§ SHORT PROBLEM:
Write the next part of the Collier County permit application notice below, starting right after its last sentence.

§ TEXT:
TO WHOM IT MAY CONCERN: The Jacksonville District of the U.S. Army Corps of Engineers (Corps) has received an application for a Department of the Army permit pursuant to Section 404 of the Clean Water Act (33 U.S.C. §1344) as described below:
APPLICANT: Collier County Facilities Management Division
Mr. Damon Grant
3325 Tamiami Trail East
Naples, Florida 34112
WATERWAY AND LOCATION: The project would affect waters of the United States associated with the Cocohatchee Canal. The project site is located on an undeveloped parcel, at 15430 Collier Boulevard, in Section 23, Township 48 South, Range 26 East, in Naples, Collier County, Florida.
Directions to the site are as follows: From the Fort Myers field office, turn left onto Summerlin Road (0.2-miles), turn right onto Colonial Boulevard (5.1-miles), merge onto Interstate 75 South (24-miles), take Exit 111 and turn left onto Immokalee Road (3.4-miles), turn left onto Colonial Boulevard (0.3-miles), the site is on the right just past an existing wastewater pump station.
APPROXIMATE CENTRAL COORDINATES: Latitude: 26.276231°
Basic: The basic project purpose is government services.
Overall: The overall project purpose is to construct needed government services facilities within northern Naples.
EXISTING CONDITIONS: The project site consists of approximately 7.73-acres of former mining lands and an existing wastewater pump station. On-site waters of the U.S. consist of man-made vegetated surface waters surrounded by previously disturbed uplands. The site is bordered by Bellaire Bay Drive to the north and east, Collier Boulevard to the west, and an existing wastewater pump station to the south. The wastewater pump station was previously issued a No Permit Required (SAJ-2006-07883) by the Corps. The site is located in an area portioned off from the overall Heritage Bay development.

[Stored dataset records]
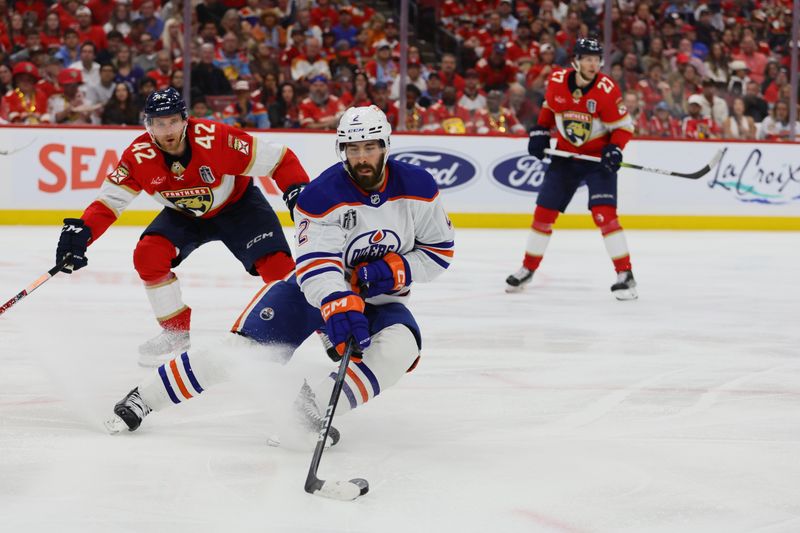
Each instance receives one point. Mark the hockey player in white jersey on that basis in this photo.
(366, 230)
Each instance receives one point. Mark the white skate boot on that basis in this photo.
(517, 281)
(163, 347)
(128, 413)
(625, 287)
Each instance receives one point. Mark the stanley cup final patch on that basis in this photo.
(119, 174)
(577, 127)
(238, 144)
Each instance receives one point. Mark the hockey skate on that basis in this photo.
(625, 287)
(128, 413)
(162, 347)
(517, 281)
(307, 422)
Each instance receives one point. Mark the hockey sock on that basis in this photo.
(392, 352)
(605, 217)
(152, 259)
(181, 379)
(539, 237)
(274, 266)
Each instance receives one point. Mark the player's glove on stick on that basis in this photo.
(75, 237)
(538, 140)
(343, 313)
(612, 158)
(388, 274)
(290, 197)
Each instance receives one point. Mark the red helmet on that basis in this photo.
(26, 67)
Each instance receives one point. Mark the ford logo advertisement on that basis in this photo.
(523, 174)
(448, 170)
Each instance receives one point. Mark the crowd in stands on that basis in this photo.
(698, 69)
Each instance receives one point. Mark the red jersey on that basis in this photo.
(20, 108)
(453, 120)
(311, 112)
(670, 128)
(223, 161)
(504, 121)
(585, 119)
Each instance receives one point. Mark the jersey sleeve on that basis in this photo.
(433, 241)
(320, 267)
(547, 117)
(615, 115)
(118, 190)
(256, 156)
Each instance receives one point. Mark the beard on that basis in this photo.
(366, 176)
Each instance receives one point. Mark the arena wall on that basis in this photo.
(50, 173)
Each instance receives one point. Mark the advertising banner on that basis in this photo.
(482, 179)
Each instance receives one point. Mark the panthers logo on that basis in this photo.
(577, 127)
(196, 201)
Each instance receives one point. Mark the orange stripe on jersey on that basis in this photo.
(317, 263)
(360, 384)
(448, 253)
(410, 197)
(174, 367)
(238, 324)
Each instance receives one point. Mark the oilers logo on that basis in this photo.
(372, 245)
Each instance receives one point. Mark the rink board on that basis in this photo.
(486, 182)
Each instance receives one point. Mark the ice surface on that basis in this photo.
(558, 409)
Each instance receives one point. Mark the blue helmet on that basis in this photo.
(588, 46)
(164, 103)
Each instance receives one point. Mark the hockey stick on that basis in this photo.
(32, 287)
(337, 490)
(689, 175)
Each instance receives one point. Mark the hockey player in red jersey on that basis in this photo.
(202, 172)
(586, 108)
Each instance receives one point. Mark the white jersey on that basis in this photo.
(340, 226)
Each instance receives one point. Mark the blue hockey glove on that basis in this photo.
(75, 237)
(538, 140)
(343, 313)
(612, 159)
(388, 274)
(290, 197)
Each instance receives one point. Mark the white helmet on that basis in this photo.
(366, 123)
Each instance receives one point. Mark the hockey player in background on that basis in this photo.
(202, 172)
(586, 108)
(366, 228)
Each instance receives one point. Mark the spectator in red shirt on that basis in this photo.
(651, 89)
(87, 31)
(538, 74)
(321, 110)
(662, 124)
(568, 35)
(51, 33)
(446, 116)
(25, 104)
(755, 60)
(496, 118)
(448, 73)
(36, 7)
(694, 125)
(497, 72)
(163, 71)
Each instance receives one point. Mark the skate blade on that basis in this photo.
(115, 425)
(510, 289)
(626, 294)
(297, 443)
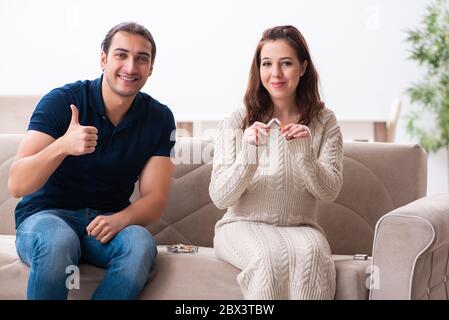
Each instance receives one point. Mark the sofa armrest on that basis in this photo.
(407, 240)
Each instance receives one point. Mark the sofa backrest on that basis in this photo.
(378, 177)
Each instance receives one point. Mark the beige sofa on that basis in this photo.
(382, 183)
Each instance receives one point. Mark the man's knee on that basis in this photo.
(48, 235)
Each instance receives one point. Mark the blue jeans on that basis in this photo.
(52, 240)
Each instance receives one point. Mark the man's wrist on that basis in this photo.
(60, 147)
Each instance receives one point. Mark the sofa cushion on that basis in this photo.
(174, 276)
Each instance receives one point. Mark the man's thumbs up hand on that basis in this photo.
(78, 139)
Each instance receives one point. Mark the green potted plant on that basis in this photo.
(430, 49)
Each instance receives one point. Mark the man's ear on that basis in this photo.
(103, 60)
(304, 67)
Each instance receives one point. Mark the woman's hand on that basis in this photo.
(256, 134)
(294, 130)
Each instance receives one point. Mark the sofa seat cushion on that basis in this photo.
(174, 276)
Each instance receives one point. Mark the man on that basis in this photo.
(87, 144)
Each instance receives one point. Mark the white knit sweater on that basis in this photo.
(270, 229)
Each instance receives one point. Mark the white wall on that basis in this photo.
(205, 49)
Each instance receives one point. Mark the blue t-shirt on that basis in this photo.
(103, 180)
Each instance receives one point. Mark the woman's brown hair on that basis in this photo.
(259, 106)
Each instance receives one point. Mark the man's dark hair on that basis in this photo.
(133, 28)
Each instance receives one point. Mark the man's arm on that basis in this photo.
(154, 184)
(39, 155)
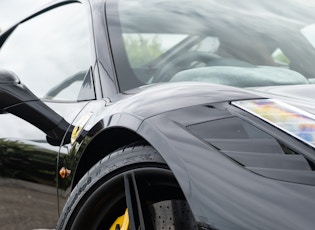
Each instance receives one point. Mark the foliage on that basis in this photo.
(141, 50)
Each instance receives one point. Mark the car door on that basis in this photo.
(51, 55)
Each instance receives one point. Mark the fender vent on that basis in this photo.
(255, 150)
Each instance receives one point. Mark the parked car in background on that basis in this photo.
(159, 114)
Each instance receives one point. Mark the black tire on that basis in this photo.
(135, 177)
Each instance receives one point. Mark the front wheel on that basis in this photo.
(131, 188)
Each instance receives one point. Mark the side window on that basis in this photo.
(51, 53)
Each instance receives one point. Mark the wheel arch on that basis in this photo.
(98, 148)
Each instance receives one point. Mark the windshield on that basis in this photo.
(242, 43)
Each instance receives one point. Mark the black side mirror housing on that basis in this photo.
(17, 99)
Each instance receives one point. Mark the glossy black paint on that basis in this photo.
(222, 193)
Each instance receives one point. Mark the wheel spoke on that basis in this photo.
(134, 203)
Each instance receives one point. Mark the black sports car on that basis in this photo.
(159, 114)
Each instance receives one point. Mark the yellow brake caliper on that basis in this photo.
(121, 223)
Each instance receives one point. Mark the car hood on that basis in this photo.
(159, 98)
(155, 99)
(300, 96)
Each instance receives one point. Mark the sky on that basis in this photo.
(13, 10)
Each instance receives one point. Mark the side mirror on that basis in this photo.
(17, 99)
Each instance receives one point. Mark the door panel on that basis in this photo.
(55, 65)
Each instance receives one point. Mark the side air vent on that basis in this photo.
(255, 150)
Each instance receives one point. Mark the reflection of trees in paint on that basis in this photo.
(28, 161)
(141, 50)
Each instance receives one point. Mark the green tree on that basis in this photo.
(141, 50)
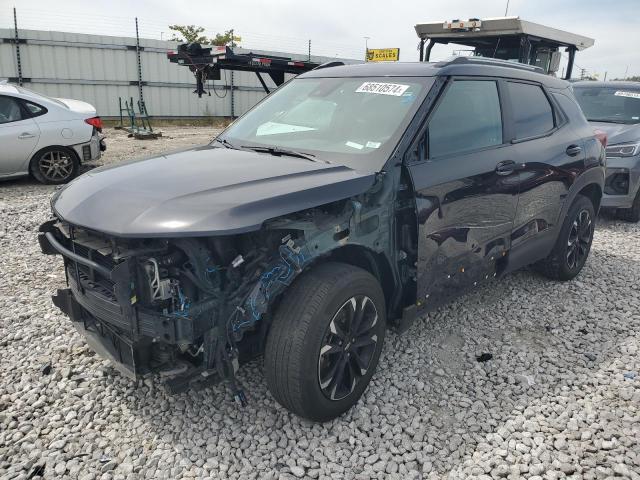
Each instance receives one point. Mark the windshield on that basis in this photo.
(613, 104)
(353, 121)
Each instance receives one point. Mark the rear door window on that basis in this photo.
(9, 110)
(468, 118)
(532, 112)
(34, 109)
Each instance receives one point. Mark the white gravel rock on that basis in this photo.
(560, 397)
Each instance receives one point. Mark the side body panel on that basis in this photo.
(19, 140)
(465, 211)
(553, 169)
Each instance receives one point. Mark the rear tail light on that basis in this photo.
(602, 137)
(96, 122)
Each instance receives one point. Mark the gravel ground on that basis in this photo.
(559, 397)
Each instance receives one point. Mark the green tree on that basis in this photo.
(188, 34)
(227, 38)
(193, 34)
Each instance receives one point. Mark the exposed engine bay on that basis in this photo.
(192, 309)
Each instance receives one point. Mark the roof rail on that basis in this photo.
(489, 61)
(335, 63)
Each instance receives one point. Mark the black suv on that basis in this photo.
(352, 199)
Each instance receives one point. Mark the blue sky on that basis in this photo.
(339, 27)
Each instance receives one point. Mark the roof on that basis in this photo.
(501, 26)
(466, 66)
(612, 84)
(8, 88)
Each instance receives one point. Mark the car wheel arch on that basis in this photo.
(32, 161)
(51, 147)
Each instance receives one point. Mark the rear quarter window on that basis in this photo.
(532, 112)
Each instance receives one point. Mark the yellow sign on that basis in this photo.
(383, 55)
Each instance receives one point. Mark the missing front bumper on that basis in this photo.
(104, 340)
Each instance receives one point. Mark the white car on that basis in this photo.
(46, 137)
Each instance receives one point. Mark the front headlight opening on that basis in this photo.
(627, 150)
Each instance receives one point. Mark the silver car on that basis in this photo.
(614, 107)
(46, 137)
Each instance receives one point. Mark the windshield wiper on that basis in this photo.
(277, 151)
(226, 143)
(607, 120)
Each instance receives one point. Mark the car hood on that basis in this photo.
(618, 132)
(78, 106)
(202, 191)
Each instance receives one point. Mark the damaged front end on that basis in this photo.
(192, 309)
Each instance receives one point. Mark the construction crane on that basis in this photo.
(506, 38)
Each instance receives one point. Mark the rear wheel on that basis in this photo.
(325, 341)
(573, 244)
(55, 165)
(630, 214)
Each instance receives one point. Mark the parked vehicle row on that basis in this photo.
(352, 199)
(45, 137)
(614, 107)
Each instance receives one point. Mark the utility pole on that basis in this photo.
(233, 103)
(139, 68)
(17, 42)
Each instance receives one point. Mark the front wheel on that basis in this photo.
(325, 341)
(573, 244)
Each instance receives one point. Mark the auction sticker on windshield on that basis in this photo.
(394, 89)
(621, 93)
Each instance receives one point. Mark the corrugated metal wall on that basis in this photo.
(99, 69)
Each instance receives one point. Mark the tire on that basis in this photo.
(304, 342)
(573, 244)
(630, 214)
(55, 165)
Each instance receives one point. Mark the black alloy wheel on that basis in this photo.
(573, 243)
(579, 240)
(325, 340)
(348, 347)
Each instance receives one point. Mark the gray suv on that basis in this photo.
(614, 107)
(352, 199)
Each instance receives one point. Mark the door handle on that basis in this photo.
(573, 150)
(506, 167)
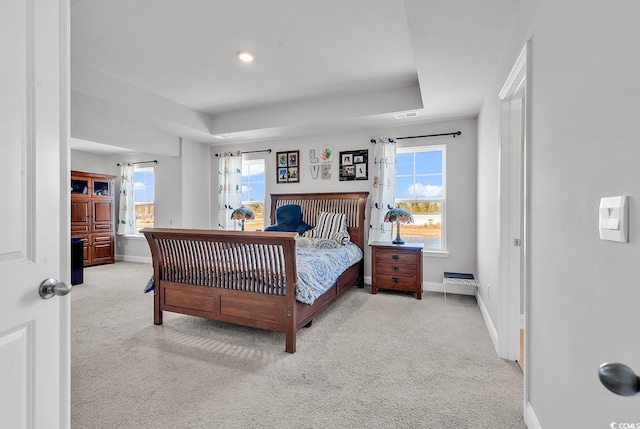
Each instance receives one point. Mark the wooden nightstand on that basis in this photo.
(397, 267)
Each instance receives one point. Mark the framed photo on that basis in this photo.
(326, 154)
(282, 159)
(282, 175)
(354, 165)
(293, 159)
(288, 166)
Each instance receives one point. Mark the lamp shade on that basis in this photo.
(242, 213)
(398, 215)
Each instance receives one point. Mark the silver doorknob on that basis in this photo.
(51, 287)
(619, 378)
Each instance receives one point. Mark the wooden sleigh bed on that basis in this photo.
(249, 278)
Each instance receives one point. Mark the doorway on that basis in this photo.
(512, 197)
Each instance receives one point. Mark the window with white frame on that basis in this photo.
(420, 189)
(253, 192)
(143, 196)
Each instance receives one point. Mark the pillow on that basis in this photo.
(316, 243)
(289, 218)
(324, 243)
(303, 242)
(331, 226)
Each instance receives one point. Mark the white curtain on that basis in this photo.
(126, 212)
(229, 189)
(383, 188)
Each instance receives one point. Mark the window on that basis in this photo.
(420, 189)
(143, 196)
(253, 192)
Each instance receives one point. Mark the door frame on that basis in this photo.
(518, 82)
(65, 208)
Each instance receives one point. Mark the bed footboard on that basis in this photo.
(246, 278)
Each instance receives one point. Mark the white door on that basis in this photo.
(34, 332)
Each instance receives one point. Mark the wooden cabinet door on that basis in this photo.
(102, 216)
(80, 215)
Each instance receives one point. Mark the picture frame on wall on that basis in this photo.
(354, 165)
(288, 166)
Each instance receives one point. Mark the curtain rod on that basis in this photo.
(457, 133)
(139, 162)
(251, 151)
(454, 134)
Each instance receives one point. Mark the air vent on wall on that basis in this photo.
(405, 115)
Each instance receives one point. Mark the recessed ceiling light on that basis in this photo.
(405, 115)
(245, 56)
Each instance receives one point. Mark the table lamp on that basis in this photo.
(242, 213)
(398, 215)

§ REPLY TO THE TASK:
Upland communities comprise approximately 3.26-acres and consists of previously disturbed lands associated with abandoned mining activities. Vegetation includes an over- and mid-story dominance of Brazilian pepper (Schinus terebinthifolius), melaleuca (Melalueca quinquenervia), ear-leaf acacia (Acacia auriculiformis), and giant reed (Arundo donaxalso). Also found in this habitat are cabbage palm (Sabal palmetto), myrsine (Myrsine cubana), and Carolina willow (Salix caroliniana), with an understory of broomsedge (Andropogon virginicus), Spanish needles (Bidens alba), ragweed (Ambrosia artemisifolia), and bushy bluestem (Andropogon glomeratus). The existing wastewater pump station sits on approximately 1.59-acres of developed land in the southern portion of the project site.
The remaining 2.88-acres on site consists of waters of the U.S. This area was formerly uplands excavated during mining activities. The area contains defined bed and bank and an ordinary high water mark with vegetation consisting of slash pine (Pinus elliotti) and Australian pine (Casuarina equisetifolia) trees, with a mix of cabbage palm, myrsine, Brazilian pepper, melaleuca, and ear-leaf acacia saplings. The groundcover consists of white-top sedge (Dichromena colorata), marsh fleabane (Pluchea odorata), cogongrass (Imperata cylindrica), sawgrass (Cladium jamaicense), Mexican clover (Richardia brasiliensis), spikerush (Eleocharis cellulosa), and torpedograss (Panicum repens), among others.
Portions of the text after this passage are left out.